Region pointing data
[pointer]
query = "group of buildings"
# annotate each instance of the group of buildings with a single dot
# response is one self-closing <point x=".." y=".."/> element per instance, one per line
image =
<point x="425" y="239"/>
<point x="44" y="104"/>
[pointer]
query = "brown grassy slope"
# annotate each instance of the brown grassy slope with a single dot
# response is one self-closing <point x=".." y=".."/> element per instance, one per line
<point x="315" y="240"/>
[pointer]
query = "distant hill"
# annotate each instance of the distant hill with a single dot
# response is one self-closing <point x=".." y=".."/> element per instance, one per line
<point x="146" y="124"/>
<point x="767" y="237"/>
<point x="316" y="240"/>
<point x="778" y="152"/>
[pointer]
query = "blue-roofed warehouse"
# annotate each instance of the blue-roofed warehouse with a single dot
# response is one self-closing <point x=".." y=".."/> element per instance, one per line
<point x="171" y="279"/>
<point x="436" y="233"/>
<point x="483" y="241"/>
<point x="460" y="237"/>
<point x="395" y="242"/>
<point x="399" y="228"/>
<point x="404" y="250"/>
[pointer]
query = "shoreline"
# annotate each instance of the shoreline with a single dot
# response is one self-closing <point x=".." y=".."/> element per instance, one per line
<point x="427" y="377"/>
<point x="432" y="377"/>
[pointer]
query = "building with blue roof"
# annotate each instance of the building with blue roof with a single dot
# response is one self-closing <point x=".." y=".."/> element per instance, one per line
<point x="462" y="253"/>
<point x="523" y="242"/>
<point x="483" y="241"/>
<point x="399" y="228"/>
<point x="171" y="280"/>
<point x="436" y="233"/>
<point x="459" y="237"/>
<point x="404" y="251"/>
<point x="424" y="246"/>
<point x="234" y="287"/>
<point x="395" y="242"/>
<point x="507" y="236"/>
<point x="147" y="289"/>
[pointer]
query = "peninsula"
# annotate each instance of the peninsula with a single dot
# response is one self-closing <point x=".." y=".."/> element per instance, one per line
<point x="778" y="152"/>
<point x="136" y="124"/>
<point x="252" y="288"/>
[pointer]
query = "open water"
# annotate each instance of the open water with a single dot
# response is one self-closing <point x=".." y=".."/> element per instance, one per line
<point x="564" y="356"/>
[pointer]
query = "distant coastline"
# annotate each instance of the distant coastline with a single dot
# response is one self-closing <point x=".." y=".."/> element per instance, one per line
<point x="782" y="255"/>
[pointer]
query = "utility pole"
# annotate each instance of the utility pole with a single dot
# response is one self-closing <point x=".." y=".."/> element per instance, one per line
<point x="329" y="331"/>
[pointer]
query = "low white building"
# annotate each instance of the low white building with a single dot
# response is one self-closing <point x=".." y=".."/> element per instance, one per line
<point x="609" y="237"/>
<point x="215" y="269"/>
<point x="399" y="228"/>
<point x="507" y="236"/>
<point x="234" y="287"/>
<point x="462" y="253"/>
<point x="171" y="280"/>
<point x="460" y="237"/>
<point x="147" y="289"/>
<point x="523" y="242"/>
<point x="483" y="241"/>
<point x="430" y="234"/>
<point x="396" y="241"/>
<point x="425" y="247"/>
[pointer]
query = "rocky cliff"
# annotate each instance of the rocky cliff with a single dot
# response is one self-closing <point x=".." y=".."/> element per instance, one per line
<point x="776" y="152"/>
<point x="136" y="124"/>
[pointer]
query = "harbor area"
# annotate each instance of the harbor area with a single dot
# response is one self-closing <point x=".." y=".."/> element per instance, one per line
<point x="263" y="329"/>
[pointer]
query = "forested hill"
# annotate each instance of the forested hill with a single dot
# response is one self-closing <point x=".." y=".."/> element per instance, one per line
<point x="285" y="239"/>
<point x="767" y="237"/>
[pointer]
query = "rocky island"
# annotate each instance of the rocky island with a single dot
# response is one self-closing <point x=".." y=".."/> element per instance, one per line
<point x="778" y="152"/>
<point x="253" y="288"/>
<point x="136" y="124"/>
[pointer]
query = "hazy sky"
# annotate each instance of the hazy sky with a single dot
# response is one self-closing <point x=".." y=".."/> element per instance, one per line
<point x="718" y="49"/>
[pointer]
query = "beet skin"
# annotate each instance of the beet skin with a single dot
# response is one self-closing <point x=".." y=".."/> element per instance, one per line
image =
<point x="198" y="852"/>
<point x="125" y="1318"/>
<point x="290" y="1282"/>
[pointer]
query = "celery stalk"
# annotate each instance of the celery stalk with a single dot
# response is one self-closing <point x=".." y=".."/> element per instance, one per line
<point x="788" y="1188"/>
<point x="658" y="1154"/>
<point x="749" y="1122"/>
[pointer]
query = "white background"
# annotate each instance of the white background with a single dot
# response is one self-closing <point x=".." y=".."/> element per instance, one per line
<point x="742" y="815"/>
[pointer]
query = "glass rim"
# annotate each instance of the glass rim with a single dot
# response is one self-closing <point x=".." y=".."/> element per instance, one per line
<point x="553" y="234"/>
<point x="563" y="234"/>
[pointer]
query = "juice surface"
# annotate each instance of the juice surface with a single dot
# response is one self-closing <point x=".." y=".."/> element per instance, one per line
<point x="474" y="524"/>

* **ABOUT THIS EXERCISE**
In this exercise, give every record above again exactly.

* **SOLVED EXERCISE**
[pointer]
query = "group of buildings"
# annotate each instance of the group of buildings with a single dot
# response is one self-closing <point x=".." y=".."/> element per instance, one per line
image =
<point x="425" y="239"/>
<point x="44" y="104"/>
[pointer]
query = "brown grassy slope"
# annotate each instance of the brown grassy slope with a single dot
# response is one self-closing <point x=".." y=".."/> element per instance, one per line
<point x="315" y="240"/>
[pointer]
query = "distant hill"
# annotate each instance of the distant hill with a single dot
# response is one self-closing <point x=".." y=".."/> element per instance, one per line
<point x="146" y="124"/>
<point x="767" y="237"/>
<point x="316" y="240"/>
<point x="778" y="152"/>
[pointer]
query = "blue-roofed warehouse"
# annotate each instance of the blue-roofed warehouse with a single dot
# response is one self-closing <point x=".." y=".."/> element per instance, one per line
<point x="171" y="279"/>
<point x="436" y="233"/>
<point x="483" y="241"/>
<point x="460" y="237"/>
<point x="395" y="242"/>
<point x="399" y="228"/>
<point x="404" y="250"/>
[pointer]
query = "shoreline"
# annotate each instance of the shoreline with a single dot
# response is one self-closing <point x=".." y=".."/> element per instance, one per line
<point x="427" y="377"/>
<point x="432" y="377"/>
[pointer]
query = "building with blue roof"
# annotate each instance of the building with blue roof with a single dot
# response is one self-closing <point x=".." y=".."/> element per instance, one per line
<point x="462" y="253"/>
<point x="523" y="242"/>
<point x="483" y="241"/>
<point x="399" y="228"/>
<point x="171" y="280"/>
<point x="436" y="233"/>
<point x="459" y="237"/>
<point x="404" y="251"/>
<point x="424" y="246"/>
<point x="234" y="287"/>
<point x="395" y="242"/>
<point x="507" y="236"/>
<point x="147" y="289"/>
[pointer]
query = "peninsula"
# annotate each instance of the peninsula with a single dot
# response is one self-closing <point x=".." y=".."/> element per instance, one per line
<point x="778" y="152"/>
<point x="136" y="124"/>
<point x="252" y="288"/>
[pointer]
query = "open water"
# annotate each instance of the open water with a single dot
# response is one self-closing <point x=".." y=".."/> element per instance, one per line
<point x="564" y="356"/>
[pointer]
query = "distant coastline"
# annotate each instance of the distant coastline with a single dot
# response is one self-closing <point x=".." y=".."/> element per instance, one per line
<point x="782" y="255"/>
[pointer]
query = "utility pole"
# annotate each instance of the utility pole with a single dot
# response is one self-closing <point x=".." y=".."/> element per instance, one per line
<point x="329" y="331"/>
[pointer]
query = "low white building"
# annotate each instance of the low white building with a single dot
# response is one self-closing <point x=".." y=".."/> element per instance, one per line
<point x="609" y="237"/>
<point x="215" y="269"/>
<point x="399" y="228"/>
<point x="507" y="236"/>
<point x="234" y="287"/>
<point x="462" y="253"/>
<point x="171" y="280"/>
<point x="460" y="237"/>
<point x="147" y="289"/>
<point x="523" y="242"/>
<point x="483" y="241"/>
<point x="430" y="234"/>
<point x="396" y="241"/>
<point x="425" y="247"/>
[pointer]
query = "rocky cliff"
# annotate each instance of the rocky cliff with a single dot
# response is one self-closing <point x=".." y=".."/> element per instance, one per line
<point x="776" y="152"/>
<point x="136" y="124"/>
[pointer]
query = "harbor area"
# annotate each instance of the harbor area with a single dot
# response is one self-closing <point x=".." y=".."/> element per instance, one per line
<point x="263" y="329"/>
[pointer]
query = "forested hill"
# annotate each instance of the forested hill with a single dot
# response is one self-closing <point x=".." y=".."/> element per instance, one per line
<point x="285" y="239"/>
<point x="767" y="237"/>
[pointer]
query = "rocky island"
# annotate each instance of the rocky island with a single dot
# response is one self-closing <point x=".." y=".."/> element per instance, one per line
<point x="778" y="152"/>
<point x="253" y="288"/>
<point x="136" y="124"/>
[pointer]
query = "hazy sky"
# annotate each instance of the hazy sky with a single dot
# response is one self-closing <point x=".." y=".."/> element per instance, one per line
<point x="718" y="49"/>
[pointer]
query = "beet skin"
# annotate each instance of the beet skin with a single dot
# response is one self-closing <point x=".." y=".."/> element per instance, one per line
image =
<point x="198" y="852"/>
<point x="125" y="1318"/>
<point x="290" y="1282"/>
[pointer]
query = "celery stalk"
# annotate each instance of the celery stalk with a single dot
# response is one self-closing <point x=".." y=".."/> element per instance, one per line
<point x="788" y="1188"/>
<point x="658" y="1154"/>
<point x="749" y="1122"/>
[pointer]
query = "white background"
# annotate each instance of the white background with a single dot
# response is one self-closing <point x=".." y=".."/> element per instance, one per line
<point x="742" y="815"/>
[pointer]
query = "glass rim"
# annotate each instance of the glass rim with a single dot
# response is one self-closing <point x=".." y=".."/> element per instance, one per line
<point x="553" y="234"/>
<point x="563" y="234"/>
[pointer]
query = "juice surface"
# annotate each instance of the juice surface with a single dot
# response is one self-closing <point x=".." y=".."/> element per instance, one per line
<point x="474" y="524"/>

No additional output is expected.